━━━ MATERIAL SUPPLIED ━━━
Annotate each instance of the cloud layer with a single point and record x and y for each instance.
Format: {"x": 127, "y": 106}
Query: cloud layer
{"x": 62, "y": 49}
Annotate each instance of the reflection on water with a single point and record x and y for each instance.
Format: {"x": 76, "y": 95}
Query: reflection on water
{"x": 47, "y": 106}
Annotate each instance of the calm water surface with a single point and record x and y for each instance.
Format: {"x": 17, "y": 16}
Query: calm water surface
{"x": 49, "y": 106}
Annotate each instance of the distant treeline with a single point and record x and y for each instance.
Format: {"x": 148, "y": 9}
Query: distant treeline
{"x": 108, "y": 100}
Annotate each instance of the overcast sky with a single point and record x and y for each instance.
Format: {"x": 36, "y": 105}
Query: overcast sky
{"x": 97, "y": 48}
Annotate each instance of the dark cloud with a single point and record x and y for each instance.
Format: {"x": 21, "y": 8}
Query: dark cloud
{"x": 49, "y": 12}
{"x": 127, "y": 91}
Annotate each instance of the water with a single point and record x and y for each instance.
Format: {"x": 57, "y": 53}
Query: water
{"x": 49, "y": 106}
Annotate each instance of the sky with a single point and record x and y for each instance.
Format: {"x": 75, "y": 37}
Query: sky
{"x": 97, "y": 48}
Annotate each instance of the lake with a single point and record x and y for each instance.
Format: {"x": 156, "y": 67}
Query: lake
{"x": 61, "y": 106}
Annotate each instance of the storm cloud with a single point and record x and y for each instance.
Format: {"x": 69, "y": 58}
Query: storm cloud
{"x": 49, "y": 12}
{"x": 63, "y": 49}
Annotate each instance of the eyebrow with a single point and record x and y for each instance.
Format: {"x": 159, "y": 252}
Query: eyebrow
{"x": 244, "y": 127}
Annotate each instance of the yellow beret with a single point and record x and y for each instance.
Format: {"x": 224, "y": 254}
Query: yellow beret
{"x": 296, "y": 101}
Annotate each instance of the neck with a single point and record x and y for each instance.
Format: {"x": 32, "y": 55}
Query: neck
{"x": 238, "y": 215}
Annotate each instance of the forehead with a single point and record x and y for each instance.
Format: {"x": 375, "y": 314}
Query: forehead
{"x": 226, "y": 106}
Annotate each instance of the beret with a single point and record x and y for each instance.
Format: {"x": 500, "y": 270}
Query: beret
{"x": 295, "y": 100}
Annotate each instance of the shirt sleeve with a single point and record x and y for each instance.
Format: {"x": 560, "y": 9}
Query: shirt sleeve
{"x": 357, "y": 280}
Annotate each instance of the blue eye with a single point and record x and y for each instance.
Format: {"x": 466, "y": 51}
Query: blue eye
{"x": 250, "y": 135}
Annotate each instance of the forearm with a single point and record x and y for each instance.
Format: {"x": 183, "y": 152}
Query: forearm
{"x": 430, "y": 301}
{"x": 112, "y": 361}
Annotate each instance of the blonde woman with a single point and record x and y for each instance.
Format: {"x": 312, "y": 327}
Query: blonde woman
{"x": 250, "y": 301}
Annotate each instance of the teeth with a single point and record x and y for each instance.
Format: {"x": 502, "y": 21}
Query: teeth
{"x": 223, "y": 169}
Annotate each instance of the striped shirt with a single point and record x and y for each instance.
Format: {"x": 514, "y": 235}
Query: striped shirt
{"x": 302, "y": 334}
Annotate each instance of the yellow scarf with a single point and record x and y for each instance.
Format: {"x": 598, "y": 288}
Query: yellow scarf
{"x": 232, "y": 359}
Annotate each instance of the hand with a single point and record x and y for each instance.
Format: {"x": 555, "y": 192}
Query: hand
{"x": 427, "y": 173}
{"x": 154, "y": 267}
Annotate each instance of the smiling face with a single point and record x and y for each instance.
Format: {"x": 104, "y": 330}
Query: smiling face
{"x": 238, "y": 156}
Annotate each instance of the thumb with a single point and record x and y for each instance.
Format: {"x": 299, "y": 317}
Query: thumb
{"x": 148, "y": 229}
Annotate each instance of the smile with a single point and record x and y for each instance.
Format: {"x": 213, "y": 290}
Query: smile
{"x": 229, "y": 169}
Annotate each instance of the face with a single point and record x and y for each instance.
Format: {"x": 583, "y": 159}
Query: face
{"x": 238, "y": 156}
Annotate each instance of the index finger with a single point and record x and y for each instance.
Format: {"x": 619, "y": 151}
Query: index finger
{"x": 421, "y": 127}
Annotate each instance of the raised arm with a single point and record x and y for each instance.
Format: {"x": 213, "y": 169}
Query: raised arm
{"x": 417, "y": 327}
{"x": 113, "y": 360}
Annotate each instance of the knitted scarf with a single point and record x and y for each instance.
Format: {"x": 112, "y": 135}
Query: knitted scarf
━━━
Put every line of the items above into a JSON list of strings, with one string per line and blank lines left out.

RESULT ::
[
  "Annotate each instance of the cloud layer with a single point and record x and y for each instance.",
  "Format: {\"x\": 127, \"y\": 106}",
  "Query: cloud layer",
  "{\"x\": 62, \"y\": 49}",
  "Annotate each instance of the reflection on water with a single point and record x and y for each instance.",
  "Format: {\"x\": 76, \"y\": 95}",
  "Query: reflection on water",
  "{\"x\": 47, \"y\": 106}",
  "Annotate each instance of the calm water surface with a single point and record x and y for each instance.",
  "Format: {\"x\": 17, \"y\": 16}",
  "Query: calm water surface",
  "{\"x\": 49, \"y\": 106}",
  "Annotate each instance of the distant treeline with a single point and record x and y for each instance.",
  "Format: {\"x\": 148, \"y\": 9}",
  "Query: distant treeline",
  "{\"x\": 108, \"y\": 100}",
  "Annotate each instance of the overcast sky with a single point and record x and y for each instance.",
  "Format: {\"x\": 36, \"y\": 105}",
  "Query: overcast sky",
  "{\"x\": 97, \"y\": 48}",
  "Annotate each instance of the dark cloud with a single point and record x and y for each instance.",
  "Format: {\"x\": 21, \"y\": 8}",
  "Query: dark cloud",
  "{\"x\": 49, \"y\": 12}",
  "{\"x\": 127, \"y\": 91}",
  "Annotate each instance of the water with a single point and record x and y for each instance.",
  "Format: {\"x\": 57, \"y\": 53}",
  "Query: water",
  "{\"x\": 49, \"y\": 106}",
  "Annotate each instance of the sky with a single point and record x and y for each instance.",
  "Format: {\"x\": 75, \"y\": 37}",
  "Query: sky",
  "{\"x\": 97, \"y\": 48}",
  "Annotate each instance of the lake with a single point and record x and y for each instance.",
  "Format: {\"x\": 156, \"y\": 67}",
  "Query: lake",
  "{\"x\": 61, \"y\": 106}",
  "Annotate each instance of the storm cloud with a single point and record x and y for each instance.",
  "Format: {\"x\": 69, \"y\": 58}",
  "Query: storm cloud",
  "{\"x\": 49, \"y\": 12}",
  "{\"x\": 63, \"y\": 49}",
  "Annotate each instance of the eyebrow with a single point and record x and y for each instance.",
  "Format: {\"x\": 159, \"y\": 252}",
  "Query: eyebrow",
  "{\"x\": 244, \"y\": 127}",
  "Annotate each instance of the yellow beret with a single point and record x and y for each instance.",
  "Format: {\"x\": 224, \"y\": 254}",
  "Query: yellow beret",
  "{\"x\": 296, \"y\": 101}",
  "Annotate each instance of the neck with a single point and record x and y for each instance.",
  "Format: {\"x\": 32, \"y\": 55}",
  "Query: neck",
  "{\"x\": 238, \"y\": 215}",
  "Annotate each instance of the forehead with a single point and record x and y for each instance.",
  "Format: {\"x\": 375, \"y\": 314}",
  "Query: forehead",
  "{\"x\": 226, \"y\": 106}",
  "Annotate each instance of the beret with a single point and record x and y for each instance.",
  "Format: {\"x\": 500, \"y\": 270}",
  "Query: beret",
  "{\"x\": 295, \"y\": 100}",
  "Annotate each instance of the shirt sleeve with a single point and record x and y for each instance.",
  "Format: {\"x\": 560, \"y\": 9}",
  "Query: shirt sleeve",
  "{\"x\": 357, \"y\": 280}",
  "Annotate each instance of the blue eye with a single point and record x and y for each instance.",
  "Format: {\"x\": 466, \"y\": 51}",
  "Query: blue eye",
  "{\"x\": 250, \"y\": 135}",
  "Annotate each instance of the forearm with a single point and record x and y for each instance.",
  "Format: {\"x\": 183, \"y\": 152}",
  "Query: forearm",
  "{\"x\": 430, \"y\": 301}",
  "{\"x\": 112, \"y\": 361}",
  "Annotate each instance of the blonde woman with a single point and record x and y for each instance.",
  "Format: {\"x\": 312, \"y\": 327}",
  "Query: blonde woman",
  "{\"x\": 250, \"y\": 301}",
  "Annotate each instance of the teeth with a single point and record x and y for each instance.",
  "Format: {\"x\": 502, \"y\": 21}",
  "Query: teeth",
  "{\"x\": 223, \"y\": 169}",
  "Annotate each instance of the striped shirt with a single point and record x and y for each instance.",
  "Format: {\"x\": 514, \"y\": 235}",
  "Query: striped shirt",
  "{\"x\": 302, \"y\": 334}",
  "Annotate each instance of the yellow scarf with a single point and record x and y for each instance.",
  "Format: {\"x\": 598, \"y\": 288}",
  "Query: yellow scarf",
  "{\"x\": 232, \"y\": 359}",
  "Annotate each instance of the hand with a single point and record x and y for each instance.",
  "Format: {\"x\": 555, \"y\": 192}",
  "Query: hand",
  "{\"x\": 427, \"y\": 173}",
  "{\"x\": 154, \"y\": 267}",
  "Annotate each instance of the smiling face with a single point and record x and y for each instance.",
  "Format: {\"x\": 104, \"y\": 330}",
  "Query: smiling face",
  "{\"x\": 238, \"y\": 156}",
  "Annotate each instance of the thumb with a single point and record x and y for each instance.",
  "Format: {\"x\": 299, \"y\": 317}",
  "Query: thumb",
  "{\"x\": 148, \"y\": 229}",
  "Annotate each instance of the smile with a single point and record x and y for each instance.",
  "Format: {\"x\": 213, \"y\": 290}",
  "Query: smile",
  "{\"x\": 229, \"y\": 169}",
  "Annotate each instance of the face with a single point and record x and y for each instance.",
  "Format: {\"x\": 583, \"y\": 159}",
  "Query: face",
  "{\"x\": 238, \"y\": 156}",
  "Annotate each instance of the index finger with a single point and record x and y for each instance.",
  "Format: {\"x\": 619, \"y\": 151}",
  "Query: index finger",
  "{\"x\": 421, \"y\": 127}",
  "Annotate each instance of the raised arm with a single point and record x and y for each instance.",
  "Format: {\"x\": 213, \"y\": 169}",
  "Query: raised arm",
  "{\"x\": 417, \"y\": 327}",
  "{\"x\": 113, \"y\": 360}",
  "Annotate each instance of the knitted scarf with a single point and record x and y for each instance.",
  "Format: {\"x\": 112, \"y\": 135}",
  "Query: knitted scarf"
]